*** Opening Data extract ***

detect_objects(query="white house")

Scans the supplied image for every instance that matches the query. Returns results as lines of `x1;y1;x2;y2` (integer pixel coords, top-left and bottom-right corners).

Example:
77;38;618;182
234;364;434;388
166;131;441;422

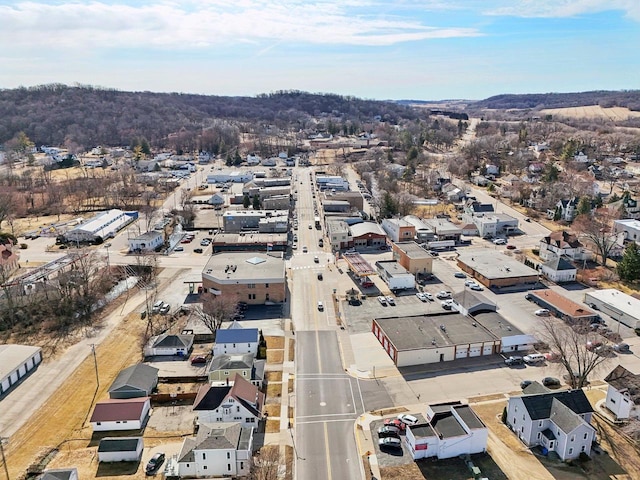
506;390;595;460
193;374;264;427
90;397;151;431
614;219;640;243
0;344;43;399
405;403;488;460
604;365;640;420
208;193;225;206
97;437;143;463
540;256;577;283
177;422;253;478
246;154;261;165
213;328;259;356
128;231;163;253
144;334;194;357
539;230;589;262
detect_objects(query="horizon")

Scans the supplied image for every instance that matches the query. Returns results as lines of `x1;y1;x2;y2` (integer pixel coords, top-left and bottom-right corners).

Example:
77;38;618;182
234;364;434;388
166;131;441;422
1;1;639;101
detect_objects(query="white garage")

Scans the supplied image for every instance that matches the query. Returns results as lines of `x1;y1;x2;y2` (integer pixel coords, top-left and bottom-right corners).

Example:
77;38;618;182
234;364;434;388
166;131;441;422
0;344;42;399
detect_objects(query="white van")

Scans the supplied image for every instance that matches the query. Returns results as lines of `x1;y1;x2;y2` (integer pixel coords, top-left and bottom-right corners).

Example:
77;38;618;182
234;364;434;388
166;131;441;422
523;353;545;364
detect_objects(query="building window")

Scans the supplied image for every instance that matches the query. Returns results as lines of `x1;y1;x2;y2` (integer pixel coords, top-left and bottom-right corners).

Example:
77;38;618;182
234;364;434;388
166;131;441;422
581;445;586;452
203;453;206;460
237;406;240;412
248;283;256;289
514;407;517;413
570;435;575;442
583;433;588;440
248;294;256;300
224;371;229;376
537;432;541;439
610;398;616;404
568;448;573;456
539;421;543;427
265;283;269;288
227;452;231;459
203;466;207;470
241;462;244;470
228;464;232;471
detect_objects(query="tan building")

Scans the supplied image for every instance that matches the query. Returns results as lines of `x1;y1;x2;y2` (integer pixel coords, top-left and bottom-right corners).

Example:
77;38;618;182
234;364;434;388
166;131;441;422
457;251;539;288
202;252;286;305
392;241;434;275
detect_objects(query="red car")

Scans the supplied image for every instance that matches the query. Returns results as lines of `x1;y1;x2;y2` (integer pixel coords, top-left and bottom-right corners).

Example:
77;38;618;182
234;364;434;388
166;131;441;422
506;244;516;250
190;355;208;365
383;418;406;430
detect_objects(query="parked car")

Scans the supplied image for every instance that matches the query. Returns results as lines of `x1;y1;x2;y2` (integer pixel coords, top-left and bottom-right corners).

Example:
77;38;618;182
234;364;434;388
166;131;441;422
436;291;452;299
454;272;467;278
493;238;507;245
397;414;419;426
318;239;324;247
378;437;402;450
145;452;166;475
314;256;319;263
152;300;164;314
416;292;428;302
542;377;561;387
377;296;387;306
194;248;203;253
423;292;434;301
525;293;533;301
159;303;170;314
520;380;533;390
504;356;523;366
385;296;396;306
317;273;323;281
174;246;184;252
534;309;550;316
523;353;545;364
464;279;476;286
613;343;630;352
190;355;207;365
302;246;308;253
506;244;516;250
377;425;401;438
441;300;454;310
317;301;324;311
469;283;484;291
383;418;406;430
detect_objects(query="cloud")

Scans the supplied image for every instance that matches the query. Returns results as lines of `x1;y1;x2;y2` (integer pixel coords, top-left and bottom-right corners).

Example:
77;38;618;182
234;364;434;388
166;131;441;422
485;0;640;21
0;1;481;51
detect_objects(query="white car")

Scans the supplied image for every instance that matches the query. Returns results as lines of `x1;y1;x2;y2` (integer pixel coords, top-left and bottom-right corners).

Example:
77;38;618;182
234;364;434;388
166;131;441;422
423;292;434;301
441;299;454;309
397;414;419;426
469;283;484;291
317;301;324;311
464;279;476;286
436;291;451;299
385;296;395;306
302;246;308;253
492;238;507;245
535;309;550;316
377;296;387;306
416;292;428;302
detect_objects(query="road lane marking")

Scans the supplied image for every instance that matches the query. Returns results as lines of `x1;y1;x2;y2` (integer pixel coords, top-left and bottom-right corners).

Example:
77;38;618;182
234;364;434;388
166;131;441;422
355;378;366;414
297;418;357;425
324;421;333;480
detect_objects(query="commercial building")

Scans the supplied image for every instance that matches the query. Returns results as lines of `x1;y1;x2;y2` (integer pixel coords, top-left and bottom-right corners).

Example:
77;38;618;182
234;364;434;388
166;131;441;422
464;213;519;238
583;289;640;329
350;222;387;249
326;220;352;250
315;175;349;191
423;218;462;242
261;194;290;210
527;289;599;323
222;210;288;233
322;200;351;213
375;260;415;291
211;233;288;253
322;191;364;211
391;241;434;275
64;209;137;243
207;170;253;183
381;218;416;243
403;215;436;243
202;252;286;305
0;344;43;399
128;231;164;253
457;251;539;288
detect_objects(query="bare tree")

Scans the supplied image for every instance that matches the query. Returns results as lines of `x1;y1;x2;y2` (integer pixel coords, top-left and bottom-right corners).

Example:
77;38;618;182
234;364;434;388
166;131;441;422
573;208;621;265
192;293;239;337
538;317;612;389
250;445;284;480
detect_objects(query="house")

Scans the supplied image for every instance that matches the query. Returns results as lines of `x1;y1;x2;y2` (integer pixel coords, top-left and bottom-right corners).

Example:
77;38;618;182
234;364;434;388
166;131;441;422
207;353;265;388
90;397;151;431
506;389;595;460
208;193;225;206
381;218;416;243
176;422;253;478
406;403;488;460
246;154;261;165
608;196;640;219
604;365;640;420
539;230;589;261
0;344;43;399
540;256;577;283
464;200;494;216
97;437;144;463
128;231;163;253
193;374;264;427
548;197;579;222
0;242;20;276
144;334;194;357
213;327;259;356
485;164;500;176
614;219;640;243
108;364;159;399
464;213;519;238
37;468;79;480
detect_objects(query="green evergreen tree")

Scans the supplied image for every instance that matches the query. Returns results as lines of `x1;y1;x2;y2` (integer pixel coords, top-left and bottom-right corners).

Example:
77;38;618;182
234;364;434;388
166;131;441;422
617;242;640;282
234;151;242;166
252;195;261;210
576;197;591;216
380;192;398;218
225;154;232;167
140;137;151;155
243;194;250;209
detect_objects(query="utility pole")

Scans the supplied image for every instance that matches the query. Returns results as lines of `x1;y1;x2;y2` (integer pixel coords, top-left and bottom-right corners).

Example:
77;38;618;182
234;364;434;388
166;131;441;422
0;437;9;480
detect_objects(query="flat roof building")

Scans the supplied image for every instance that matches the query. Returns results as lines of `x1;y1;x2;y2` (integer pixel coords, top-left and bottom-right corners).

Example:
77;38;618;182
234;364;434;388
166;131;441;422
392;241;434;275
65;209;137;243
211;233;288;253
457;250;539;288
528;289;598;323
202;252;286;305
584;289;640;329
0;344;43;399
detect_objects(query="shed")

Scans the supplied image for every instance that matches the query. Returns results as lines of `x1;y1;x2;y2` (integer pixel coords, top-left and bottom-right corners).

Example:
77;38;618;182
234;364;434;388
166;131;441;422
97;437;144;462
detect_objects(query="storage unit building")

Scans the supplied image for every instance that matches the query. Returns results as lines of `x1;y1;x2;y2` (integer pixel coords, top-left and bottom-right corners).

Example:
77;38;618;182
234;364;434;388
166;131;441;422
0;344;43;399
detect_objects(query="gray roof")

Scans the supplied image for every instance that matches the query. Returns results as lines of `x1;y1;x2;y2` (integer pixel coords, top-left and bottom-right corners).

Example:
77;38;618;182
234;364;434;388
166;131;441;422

*** Closing Data extract ***
*** Opening Data extract ***

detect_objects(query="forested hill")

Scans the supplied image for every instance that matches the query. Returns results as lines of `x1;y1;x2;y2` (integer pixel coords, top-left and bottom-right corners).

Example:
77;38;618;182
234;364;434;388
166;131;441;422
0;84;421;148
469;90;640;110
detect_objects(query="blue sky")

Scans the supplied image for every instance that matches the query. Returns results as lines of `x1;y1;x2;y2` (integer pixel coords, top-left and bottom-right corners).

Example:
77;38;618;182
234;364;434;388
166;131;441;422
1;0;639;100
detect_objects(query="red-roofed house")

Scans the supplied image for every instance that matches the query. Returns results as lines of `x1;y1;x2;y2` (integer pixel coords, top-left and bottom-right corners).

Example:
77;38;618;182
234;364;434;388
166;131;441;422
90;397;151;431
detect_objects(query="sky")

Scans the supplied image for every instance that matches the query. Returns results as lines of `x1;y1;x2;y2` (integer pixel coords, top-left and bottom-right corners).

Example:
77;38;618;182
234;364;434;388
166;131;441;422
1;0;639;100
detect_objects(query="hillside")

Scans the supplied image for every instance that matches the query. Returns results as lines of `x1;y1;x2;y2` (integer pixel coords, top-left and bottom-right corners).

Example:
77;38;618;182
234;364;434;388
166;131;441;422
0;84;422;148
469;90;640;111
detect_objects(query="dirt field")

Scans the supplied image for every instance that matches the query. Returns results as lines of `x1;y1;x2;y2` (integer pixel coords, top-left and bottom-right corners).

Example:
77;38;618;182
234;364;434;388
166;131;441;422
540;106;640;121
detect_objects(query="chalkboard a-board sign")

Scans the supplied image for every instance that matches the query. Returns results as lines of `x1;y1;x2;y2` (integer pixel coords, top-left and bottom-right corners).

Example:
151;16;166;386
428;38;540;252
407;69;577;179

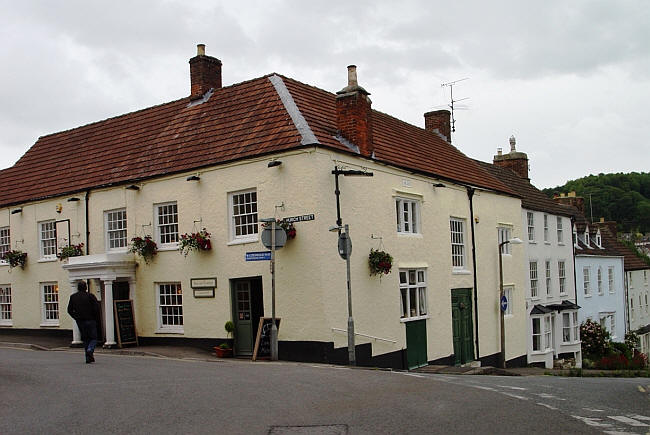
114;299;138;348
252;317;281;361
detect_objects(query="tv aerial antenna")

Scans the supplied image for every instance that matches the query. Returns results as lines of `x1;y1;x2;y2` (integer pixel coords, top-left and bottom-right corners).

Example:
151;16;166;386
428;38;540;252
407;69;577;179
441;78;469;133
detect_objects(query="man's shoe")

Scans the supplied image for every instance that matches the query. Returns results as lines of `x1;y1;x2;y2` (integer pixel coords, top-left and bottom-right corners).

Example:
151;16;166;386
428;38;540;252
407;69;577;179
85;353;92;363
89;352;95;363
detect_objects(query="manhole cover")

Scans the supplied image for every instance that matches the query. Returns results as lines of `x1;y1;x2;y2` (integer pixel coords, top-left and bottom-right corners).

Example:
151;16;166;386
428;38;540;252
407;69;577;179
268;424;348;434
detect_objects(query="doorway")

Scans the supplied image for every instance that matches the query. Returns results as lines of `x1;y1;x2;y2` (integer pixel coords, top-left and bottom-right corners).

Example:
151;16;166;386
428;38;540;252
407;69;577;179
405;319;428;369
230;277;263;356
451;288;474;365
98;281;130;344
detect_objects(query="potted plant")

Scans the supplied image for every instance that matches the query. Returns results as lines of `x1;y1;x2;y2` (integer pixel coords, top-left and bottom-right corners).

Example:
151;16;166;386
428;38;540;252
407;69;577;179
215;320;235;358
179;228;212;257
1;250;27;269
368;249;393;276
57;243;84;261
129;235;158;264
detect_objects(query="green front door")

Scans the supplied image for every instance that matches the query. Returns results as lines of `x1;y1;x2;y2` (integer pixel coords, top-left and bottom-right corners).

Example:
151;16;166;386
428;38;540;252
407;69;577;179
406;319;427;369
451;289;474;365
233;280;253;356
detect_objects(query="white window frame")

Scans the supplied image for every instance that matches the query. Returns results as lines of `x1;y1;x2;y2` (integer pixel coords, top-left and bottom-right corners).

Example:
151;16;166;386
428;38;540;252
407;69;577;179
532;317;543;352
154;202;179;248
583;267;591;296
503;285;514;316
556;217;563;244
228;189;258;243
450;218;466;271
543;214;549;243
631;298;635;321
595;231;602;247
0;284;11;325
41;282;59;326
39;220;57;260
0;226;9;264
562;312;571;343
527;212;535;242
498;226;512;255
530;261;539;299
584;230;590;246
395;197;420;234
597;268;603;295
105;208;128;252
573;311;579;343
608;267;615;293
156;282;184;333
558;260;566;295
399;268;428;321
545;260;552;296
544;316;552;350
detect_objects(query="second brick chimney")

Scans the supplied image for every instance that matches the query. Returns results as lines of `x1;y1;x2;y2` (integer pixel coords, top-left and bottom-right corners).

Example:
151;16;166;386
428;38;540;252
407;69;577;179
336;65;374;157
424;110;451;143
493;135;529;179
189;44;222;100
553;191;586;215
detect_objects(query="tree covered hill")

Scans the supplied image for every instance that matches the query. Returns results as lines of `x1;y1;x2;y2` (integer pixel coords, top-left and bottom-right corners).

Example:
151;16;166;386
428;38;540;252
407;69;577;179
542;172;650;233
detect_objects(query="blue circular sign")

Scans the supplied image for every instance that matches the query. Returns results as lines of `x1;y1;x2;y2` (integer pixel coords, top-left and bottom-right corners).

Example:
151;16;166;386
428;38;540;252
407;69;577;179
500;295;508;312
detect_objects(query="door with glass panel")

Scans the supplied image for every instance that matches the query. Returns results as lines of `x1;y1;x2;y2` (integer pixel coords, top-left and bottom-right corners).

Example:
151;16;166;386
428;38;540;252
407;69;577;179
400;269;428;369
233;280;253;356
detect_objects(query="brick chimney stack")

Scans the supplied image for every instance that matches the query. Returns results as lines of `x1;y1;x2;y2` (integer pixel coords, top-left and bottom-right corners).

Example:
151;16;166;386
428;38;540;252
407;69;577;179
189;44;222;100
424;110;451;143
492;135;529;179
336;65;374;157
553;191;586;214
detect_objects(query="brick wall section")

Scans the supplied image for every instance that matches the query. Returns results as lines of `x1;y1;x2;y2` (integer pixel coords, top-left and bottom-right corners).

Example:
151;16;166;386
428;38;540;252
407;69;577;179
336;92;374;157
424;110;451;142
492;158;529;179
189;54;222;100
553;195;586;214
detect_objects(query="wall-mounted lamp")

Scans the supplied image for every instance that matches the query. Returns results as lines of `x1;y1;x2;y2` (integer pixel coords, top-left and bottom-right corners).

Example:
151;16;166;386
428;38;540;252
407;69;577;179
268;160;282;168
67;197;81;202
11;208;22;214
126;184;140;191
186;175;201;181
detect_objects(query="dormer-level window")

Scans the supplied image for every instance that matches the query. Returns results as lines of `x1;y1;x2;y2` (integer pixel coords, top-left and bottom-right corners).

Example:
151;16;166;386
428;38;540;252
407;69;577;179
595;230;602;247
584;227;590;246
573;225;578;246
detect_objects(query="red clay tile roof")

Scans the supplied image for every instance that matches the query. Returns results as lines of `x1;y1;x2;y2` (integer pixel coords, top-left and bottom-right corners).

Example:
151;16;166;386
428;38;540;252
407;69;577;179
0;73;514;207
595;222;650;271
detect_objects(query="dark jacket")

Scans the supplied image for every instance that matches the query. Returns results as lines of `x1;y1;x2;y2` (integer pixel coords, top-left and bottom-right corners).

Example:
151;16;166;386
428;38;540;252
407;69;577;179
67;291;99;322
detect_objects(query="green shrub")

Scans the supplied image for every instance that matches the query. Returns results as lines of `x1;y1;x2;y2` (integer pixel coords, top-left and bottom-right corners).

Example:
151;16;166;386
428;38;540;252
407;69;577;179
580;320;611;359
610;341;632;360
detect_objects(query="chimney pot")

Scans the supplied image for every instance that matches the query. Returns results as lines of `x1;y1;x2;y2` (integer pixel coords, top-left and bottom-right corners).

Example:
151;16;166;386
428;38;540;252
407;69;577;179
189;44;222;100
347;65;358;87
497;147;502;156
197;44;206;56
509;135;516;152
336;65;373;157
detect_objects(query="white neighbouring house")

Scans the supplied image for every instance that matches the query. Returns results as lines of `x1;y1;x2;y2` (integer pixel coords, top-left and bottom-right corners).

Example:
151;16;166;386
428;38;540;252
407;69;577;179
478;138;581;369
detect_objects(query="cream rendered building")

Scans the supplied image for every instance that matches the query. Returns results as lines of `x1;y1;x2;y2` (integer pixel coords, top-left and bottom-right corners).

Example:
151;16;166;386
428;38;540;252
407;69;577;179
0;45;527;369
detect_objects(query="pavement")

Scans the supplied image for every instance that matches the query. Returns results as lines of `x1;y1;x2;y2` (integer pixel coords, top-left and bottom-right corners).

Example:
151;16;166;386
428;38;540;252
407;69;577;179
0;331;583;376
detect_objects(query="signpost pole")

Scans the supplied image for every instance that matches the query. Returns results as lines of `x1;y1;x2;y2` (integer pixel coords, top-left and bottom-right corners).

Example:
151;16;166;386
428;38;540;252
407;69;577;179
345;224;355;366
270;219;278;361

*** Closing Data extract ***
*** Opening Data extract ***

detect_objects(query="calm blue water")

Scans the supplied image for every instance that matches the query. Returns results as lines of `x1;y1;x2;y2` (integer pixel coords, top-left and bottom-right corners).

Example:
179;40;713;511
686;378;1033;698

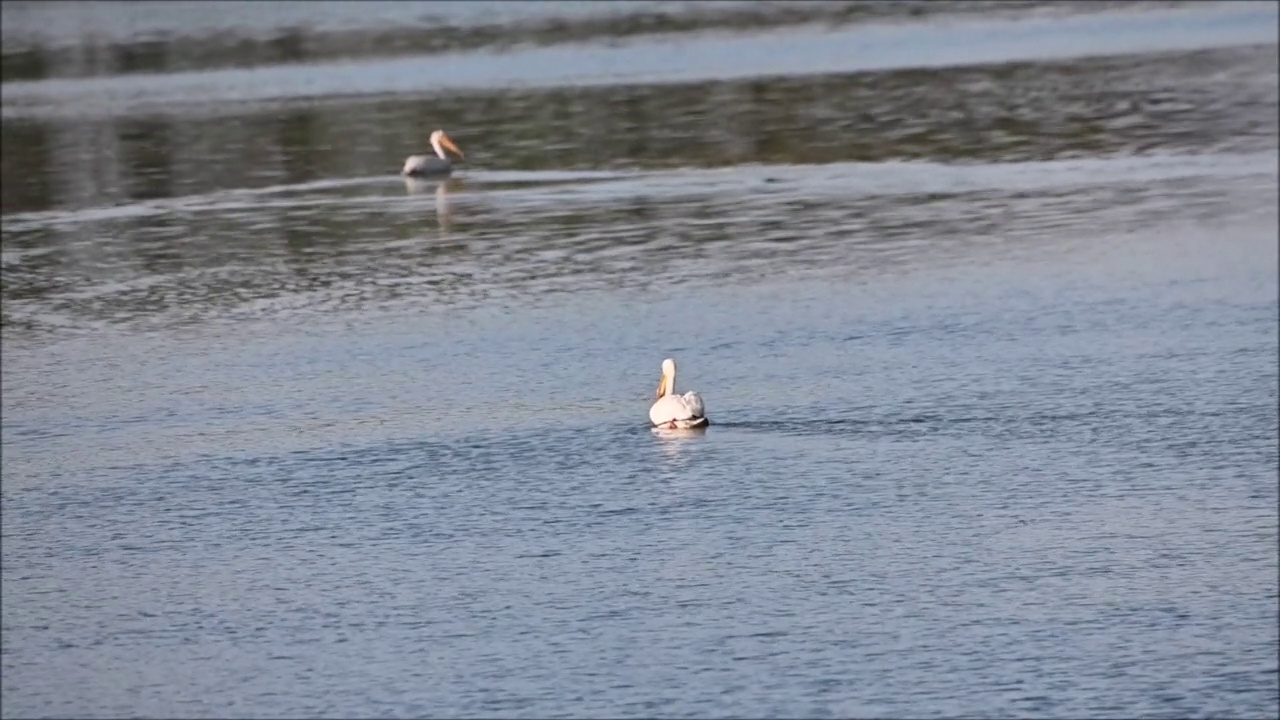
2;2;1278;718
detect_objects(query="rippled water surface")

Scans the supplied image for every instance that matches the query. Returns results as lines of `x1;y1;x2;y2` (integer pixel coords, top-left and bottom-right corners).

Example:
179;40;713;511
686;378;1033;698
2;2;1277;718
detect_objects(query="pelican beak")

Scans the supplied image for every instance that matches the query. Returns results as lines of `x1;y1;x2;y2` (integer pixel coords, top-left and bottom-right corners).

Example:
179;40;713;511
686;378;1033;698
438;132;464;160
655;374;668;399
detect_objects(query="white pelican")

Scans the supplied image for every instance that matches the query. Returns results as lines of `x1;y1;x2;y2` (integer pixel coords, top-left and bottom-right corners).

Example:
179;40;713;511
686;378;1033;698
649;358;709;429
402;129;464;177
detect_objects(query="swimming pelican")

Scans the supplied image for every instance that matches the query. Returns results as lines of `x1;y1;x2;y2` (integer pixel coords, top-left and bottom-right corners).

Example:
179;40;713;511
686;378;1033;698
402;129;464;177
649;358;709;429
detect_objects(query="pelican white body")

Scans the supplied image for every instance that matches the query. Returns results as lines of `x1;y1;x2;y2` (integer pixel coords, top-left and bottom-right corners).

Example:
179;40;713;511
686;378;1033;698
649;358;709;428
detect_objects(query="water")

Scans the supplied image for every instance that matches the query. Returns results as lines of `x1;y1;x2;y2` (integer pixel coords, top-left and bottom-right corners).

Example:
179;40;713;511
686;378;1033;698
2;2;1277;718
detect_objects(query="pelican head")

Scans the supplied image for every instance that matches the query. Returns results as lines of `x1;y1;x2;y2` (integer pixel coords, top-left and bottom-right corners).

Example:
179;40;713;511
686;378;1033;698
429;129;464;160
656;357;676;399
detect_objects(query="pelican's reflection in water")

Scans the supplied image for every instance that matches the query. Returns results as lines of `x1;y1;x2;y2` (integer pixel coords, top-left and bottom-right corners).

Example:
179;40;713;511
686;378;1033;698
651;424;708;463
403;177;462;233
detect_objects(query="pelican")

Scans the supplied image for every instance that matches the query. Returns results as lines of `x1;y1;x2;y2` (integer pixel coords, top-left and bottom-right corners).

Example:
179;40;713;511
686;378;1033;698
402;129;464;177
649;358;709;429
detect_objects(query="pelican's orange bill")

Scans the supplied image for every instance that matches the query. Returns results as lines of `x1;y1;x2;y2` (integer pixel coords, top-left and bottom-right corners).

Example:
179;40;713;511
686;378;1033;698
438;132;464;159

*** Closing Data extract ***

### Exercise instructions
Where the string "chimney" occurs in a line of the listing, copy the line.

### Result
detect_objects(query="second brick chimney")
detect_objects(query="brick chimney stack")
detect_objects(query="chimney pot")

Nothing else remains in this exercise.